### EXCERPT TO READ
Friday, 25 September 2009
Sunday, 28 June 2009
- OI! DENSE OR WHAT?! - take any example/aspect of audience theory (you watched the ad with the gorilla drumming; according to the hypodermic syringe model you rushed straight out and bought a gorilla suit/Phil Collins' Greatest Hits CD, right?) and illustrate it in any way you see fit. Fortunately, as an active audience member, I was completely unaffected by the potent ideological messages encoded in the cult classic Leningrad Cowboys Go America, viewing it simply for my own uses and gratifications. You can try this exercise, or look at some overviews (mediaknowall, mediaed, northallertoncoll), or download this fairly comprehensive overview.
- THIS IS YORKSHIRE - ee by gum...could be a short documentary, a series of vox pops (asking for views/definitions of Yorkshire or some aspect of it), a tribute to Last of the Summer Wine (about to be resurrected once again, yay!), a quest for Amos Brailey's whiskers, a drama centred on aspects of the stereotype (a parsimonious superhero with magical flatcap?), a recorded walk and talk along any of the many picturesque routes hereabouts, an historical re-enactment, Richard Curtisland re-imagined as Yorkshire...
- MEDI(AN)ATION - the world has rarely seen a happier, smilier bunch than the Media Studies cohort, and I just know some of you would like to reflect on what the subject is all about, what you've learned, what weird and wonderful things have been produced by yourselves and others (and what's about to be produced; like the AC/DC album, you could do the proverbial Fly on the Wall doc), what's surprised you, where it's going to take you, how it's changed the way you look at things, what you'd like to learn more about, and/or riff on some aspect of Media that you're particularly influenced by/a fan of
Tuesday, 23 June 2009
This web-page (here as a Word doc) shows you how.
Friday, 19 June 2009
Having honed your Photoshop skills with practice on the RDogs posters, and any other additional doctored posters you may have tweaked to star in, its time now to give your own film the poster treatment, perhaps taking inspiration from the legendary poster pictured above. Ahem.
You can tackle this two ways: a set of 'teaser' posters or a main promotional poster. Teaser posters are centred on the concept of narrative enigma: they aim to arouse interest in a film in the weeks or months before release without giving too much away. Often this might mean a single image - featuring one of the stars - plus one or more of: a tagline/quote from the movie/release date/website URL.
A main poster will typically feature some combination of: image/s from the film; a 'billing block' (the very small-print details of cast/crew you always see on a DVD cover); star/director/producer (according to who has highest profile, eg producer Michael Bay often takes billing above stars in his action movies) names; title; tagline (a clever, short phrase/sentence); reviews; company and technical logos...
I've compiled two guides to this - a simple visual guide to measurements and a more detailed breakdown of what to include in posters, sleeves etc. There's also an article on the art of posters (and you'll have seen many books of film poster art for about a fiver in bookshops I'm sure) - click here to see all 3 docs.

### CHALLENGE 1
Repeat the passage of the blog posts starting with "- THIS IS YORKSHIRE" and going on through "re-imagined as Yorkshire...".
### CHALLENGE 2
In the blog posts, what concept are teaser posters said to be centred on?

Object outline annotations:
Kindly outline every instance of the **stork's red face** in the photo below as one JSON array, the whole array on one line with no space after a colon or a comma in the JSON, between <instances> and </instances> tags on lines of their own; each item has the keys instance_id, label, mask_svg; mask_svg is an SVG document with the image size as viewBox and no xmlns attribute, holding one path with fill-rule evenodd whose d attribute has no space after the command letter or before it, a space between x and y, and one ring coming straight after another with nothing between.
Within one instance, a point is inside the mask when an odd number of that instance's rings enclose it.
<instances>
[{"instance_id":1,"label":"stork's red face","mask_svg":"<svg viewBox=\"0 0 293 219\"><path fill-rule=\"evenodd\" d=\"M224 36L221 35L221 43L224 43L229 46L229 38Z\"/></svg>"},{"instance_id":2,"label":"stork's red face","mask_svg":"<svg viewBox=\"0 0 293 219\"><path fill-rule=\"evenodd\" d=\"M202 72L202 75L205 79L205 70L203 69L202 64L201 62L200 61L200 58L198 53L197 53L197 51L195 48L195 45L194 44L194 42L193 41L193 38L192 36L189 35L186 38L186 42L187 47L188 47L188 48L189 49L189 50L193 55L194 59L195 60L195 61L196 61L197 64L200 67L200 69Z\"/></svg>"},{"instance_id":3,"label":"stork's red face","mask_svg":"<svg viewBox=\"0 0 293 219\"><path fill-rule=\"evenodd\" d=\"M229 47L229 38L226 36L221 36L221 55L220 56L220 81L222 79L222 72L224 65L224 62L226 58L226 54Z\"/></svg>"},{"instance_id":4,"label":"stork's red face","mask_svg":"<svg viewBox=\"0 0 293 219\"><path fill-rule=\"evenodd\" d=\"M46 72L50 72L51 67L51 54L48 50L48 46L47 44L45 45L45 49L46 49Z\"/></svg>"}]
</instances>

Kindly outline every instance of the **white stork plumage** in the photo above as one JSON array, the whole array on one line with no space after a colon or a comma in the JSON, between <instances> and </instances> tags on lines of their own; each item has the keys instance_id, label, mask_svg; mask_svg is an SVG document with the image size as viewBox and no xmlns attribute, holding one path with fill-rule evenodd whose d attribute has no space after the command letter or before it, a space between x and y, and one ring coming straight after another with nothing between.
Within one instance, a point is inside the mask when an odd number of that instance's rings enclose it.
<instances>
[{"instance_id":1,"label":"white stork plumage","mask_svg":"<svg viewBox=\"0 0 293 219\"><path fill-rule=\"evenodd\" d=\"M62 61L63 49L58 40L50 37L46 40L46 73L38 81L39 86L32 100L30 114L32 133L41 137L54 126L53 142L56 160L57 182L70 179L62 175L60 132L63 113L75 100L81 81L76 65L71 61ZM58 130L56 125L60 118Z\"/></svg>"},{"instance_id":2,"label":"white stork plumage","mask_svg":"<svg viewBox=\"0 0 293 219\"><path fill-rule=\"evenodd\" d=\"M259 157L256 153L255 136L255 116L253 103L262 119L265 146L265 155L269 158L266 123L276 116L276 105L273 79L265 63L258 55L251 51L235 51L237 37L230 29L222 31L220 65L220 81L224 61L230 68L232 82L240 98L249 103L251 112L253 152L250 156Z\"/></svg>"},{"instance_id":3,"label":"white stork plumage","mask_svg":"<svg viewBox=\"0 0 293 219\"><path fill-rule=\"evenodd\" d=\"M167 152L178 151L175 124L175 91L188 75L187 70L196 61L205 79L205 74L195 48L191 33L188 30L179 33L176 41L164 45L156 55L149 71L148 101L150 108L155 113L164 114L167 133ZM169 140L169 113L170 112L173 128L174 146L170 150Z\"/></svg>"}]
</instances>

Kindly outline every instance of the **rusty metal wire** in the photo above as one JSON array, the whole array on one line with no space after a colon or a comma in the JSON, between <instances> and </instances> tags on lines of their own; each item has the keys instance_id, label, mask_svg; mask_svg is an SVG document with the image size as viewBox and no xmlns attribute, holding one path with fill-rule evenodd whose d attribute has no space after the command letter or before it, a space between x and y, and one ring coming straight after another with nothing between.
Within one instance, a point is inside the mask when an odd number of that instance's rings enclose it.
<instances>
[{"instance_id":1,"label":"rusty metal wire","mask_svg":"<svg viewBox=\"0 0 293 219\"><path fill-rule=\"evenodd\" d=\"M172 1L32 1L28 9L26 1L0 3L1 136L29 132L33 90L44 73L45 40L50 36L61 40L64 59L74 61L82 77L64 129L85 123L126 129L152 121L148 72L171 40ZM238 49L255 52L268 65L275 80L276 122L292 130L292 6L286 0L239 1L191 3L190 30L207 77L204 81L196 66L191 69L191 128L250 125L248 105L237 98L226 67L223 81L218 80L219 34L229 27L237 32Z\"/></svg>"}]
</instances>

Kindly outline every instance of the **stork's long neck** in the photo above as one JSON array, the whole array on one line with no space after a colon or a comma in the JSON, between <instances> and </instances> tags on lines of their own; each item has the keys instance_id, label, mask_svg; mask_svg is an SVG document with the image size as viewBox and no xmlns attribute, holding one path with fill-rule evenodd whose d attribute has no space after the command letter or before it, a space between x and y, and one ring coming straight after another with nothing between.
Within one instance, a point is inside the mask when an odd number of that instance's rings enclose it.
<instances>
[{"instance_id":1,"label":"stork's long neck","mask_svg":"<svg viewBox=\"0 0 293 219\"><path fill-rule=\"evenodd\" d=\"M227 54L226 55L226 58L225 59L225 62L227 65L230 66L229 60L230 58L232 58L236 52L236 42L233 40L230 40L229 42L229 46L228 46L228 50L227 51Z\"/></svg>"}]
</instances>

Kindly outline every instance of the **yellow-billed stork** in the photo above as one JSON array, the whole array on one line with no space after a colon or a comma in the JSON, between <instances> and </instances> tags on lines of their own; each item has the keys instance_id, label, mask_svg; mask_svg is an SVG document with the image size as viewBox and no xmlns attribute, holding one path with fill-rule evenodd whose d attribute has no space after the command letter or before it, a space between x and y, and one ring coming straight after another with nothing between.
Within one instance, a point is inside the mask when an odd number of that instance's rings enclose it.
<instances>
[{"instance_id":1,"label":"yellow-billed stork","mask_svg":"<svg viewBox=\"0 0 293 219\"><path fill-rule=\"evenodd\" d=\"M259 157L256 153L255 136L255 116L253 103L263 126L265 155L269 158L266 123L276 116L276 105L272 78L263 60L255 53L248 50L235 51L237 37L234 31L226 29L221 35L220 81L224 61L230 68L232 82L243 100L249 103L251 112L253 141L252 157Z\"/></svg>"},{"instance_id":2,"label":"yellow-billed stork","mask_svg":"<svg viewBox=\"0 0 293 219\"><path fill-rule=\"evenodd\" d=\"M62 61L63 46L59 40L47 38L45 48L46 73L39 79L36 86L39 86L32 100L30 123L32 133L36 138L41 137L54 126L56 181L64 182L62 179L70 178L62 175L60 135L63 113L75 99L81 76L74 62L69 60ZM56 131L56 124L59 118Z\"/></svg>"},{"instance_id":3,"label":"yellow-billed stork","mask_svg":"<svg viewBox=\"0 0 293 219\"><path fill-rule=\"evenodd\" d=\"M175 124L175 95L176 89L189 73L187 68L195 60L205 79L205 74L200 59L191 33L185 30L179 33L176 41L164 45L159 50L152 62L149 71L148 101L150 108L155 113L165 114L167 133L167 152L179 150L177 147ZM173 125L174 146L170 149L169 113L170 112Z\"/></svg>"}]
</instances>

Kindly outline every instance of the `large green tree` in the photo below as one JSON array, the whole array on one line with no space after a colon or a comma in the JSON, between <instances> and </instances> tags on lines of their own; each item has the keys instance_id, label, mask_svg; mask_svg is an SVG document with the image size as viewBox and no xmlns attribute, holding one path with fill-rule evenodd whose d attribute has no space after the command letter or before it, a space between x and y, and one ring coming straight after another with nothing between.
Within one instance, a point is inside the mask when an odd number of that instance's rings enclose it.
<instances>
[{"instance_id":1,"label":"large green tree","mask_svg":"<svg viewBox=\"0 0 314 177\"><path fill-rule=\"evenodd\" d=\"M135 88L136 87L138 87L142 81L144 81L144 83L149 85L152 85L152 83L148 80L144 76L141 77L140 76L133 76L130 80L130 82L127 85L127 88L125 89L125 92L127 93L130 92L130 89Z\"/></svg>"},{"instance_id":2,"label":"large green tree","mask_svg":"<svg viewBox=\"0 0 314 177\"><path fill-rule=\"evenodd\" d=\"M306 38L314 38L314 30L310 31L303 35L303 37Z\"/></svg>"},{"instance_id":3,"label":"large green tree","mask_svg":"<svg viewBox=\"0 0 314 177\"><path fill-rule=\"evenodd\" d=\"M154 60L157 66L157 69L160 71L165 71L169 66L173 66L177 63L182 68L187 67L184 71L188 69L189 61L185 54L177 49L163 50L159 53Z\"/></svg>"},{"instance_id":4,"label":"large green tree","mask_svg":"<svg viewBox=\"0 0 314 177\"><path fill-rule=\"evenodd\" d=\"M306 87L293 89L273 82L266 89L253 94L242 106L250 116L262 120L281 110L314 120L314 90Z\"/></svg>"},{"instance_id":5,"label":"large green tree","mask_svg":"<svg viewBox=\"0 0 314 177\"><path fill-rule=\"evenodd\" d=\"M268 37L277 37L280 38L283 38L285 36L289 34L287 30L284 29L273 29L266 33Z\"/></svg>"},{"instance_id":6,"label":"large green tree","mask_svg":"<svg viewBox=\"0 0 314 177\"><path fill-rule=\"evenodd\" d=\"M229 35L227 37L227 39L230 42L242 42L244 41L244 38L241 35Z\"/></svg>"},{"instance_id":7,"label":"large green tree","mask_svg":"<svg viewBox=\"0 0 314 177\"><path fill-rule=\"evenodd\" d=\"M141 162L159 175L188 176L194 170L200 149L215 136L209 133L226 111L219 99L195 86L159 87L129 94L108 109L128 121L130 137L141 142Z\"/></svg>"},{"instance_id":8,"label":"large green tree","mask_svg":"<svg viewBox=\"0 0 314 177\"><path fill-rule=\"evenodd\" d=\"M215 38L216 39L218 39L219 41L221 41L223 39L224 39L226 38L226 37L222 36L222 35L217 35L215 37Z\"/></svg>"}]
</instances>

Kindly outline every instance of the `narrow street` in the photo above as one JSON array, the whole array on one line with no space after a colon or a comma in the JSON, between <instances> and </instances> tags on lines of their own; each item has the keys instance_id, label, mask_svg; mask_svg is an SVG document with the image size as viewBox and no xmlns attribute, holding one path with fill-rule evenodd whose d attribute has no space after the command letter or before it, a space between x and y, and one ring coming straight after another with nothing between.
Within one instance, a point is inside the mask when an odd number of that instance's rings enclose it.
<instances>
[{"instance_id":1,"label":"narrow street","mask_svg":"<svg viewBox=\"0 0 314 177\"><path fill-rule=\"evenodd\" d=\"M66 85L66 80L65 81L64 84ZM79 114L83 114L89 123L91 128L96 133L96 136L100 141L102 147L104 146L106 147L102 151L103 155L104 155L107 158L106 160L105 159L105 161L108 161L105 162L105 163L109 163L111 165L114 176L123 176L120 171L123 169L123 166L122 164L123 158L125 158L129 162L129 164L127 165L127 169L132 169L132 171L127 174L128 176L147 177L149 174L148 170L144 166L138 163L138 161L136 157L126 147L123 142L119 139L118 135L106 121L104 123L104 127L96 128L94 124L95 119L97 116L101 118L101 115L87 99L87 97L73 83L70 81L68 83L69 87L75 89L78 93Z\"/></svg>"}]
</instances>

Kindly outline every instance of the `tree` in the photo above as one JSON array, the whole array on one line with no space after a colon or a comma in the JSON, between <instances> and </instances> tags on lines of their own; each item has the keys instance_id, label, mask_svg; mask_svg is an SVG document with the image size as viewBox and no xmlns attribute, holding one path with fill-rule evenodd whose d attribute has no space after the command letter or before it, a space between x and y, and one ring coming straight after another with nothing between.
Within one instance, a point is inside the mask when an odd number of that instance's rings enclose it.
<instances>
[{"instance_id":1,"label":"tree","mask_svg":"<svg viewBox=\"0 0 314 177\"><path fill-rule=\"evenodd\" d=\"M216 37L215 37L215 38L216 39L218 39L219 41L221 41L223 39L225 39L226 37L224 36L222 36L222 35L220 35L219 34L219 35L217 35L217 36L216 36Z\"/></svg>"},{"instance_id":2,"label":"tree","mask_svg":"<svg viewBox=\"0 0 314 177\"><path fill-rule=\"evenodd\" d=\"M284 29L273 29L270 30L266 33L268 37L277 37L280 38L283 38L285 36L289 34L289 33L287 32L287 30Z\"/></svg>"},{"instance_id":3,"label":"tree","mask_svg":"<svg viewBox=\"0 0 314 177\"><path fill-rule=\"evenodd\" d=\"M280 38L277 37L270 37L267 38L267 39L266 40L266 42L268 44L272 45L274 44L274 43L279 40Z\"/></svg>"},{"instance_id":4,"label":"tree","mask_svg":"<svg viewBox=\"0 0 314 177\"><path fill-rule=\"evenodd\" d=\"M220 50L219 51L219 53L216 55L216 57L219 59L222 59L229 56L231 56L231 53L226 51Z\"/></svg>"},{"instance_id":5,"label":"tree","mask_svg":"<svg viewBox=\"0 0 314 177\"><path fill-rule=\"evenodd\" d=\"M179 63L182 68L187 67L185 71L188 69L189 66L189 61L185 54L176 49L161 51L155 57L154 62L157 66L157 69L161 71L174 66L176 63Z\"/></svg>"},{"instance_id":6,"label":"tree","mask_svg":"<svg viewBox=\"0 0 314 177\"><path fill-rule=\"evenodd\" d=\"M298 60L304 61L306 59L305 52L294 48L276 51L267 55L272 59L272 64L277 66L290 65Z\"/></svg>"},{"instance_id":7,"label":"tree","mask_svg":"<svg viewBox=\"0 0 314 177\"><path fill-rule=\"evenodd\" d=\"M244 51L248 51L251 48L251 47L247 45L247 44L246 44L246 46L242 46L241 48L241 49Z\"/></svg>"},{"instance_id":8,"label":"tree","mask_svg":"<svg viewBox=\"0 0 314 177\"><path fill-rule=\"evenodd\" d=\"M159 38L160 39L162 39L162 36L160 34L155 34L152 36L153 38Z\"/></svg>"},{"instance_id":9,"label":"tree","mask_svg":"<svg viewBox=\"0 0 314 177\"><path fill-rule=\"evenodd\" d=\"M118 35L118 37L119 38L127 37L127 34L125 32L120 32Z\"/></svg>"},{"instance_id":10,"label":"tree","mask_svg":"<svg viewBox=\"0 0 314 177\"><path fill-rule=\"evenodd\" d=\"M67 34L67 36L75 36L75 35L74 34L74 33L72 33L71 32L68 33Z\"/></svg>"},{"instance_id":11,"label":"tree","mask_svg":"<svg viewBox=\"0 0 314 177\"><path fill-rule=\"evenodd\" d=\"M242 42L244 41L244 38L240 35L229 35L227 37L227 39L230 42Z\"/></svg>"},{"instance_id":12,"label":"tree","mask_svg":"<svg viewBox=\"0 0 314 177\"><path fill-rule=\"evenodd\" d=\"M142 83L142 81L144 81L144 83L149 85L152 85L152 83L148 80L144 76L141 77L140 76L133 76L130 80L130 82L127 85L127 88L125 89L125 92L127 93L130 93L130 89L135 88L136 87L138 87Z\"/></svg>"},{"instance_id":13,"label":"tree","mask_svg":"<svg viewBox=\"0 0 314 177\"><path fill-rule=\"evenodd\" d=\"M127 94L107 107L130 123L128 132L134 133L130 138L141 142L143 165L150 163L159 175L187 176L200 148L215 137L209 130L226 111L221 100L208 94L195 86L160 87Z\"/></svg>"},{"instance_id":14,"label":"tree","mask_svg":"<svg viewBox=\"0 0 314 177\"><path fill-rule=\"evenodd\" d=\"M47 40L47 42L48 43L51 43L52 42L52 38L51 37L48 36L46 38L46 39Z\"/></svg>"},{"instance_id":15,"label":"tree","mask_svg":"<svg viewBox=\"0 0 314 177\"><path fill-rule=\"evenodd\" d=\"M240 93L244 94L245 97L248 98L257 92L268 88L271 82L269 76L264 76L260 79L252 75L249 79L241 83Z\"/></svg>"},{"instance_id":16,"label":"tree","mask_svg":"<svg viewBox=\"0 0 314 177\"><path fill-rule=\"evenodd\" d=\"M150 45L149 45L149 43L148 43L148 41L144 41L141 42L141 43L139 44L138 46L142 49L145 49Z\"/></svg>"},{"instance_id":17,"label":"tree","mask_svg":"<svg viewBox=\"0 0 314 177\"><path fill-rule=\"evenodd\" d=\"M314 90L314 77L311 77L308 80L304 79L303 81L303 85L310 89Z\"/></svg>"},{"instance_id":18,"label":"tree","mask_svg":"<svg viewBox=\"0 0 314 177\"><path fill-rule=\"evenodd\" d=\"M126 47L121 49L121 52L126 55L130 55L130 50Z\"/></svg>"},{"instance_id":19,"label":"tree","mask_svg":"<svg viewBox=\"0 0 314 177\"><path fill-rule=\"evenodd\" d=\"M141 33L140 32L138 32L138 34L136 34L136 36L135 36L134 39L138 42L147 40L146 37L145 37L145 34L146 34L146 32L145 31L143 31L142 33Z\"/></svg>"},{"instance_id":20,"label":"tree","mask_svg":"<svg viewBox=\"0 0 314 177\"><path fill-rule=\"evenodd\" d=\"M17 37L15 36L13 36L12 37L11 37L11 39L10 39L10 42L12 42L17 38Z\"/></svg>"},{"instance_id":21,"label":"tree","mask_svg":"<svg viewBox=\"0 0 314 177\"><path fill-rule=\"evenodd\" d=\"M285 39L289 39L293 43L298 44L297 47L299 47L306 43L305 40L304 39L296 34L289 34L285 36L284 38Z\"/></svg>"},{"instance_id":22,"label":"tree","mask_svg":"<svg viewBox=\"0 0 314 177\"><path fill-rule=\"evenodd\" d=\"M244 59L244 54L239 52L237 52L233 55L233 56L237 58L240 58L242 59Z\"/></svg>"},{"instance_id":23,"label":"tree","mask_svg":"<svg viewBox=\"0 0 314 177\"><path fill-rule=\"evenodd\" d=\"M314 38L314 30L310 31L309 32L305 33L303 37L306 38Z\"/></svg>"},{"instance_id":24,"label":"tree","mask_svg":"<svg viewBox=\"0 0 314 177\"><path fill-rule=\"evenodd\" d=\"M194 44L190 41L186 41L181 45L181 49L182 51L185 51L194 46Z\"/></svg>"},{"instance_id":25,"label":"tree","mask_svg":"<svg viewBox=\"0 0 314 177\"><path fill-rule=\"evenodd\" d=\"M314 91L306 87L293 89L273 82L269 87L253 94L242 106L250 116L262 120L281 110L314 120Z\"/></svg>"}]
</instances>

### PROBLEM SOLUTION 1
- THIS IS YORKSHIRE - ee by gum...could be a short documentary, a series of vox pops (asking for views/definitions of Yorkshire or some aspect of it), a tribute to Last of the Summer Wine (about to be resurrected once again, yay!), a quest for Amos Brailey's whiskers, a drama centred on aspects of the stereotype (a parsimonious superhero with magical flatcap?), a recorded walk and talk along any of the many picturesque routes hereabouts, an historical re-enactment, Richard Curtisland re-imagined as Yorkshire...

### PROBLEM SOLUTION 2
Narrative enigma.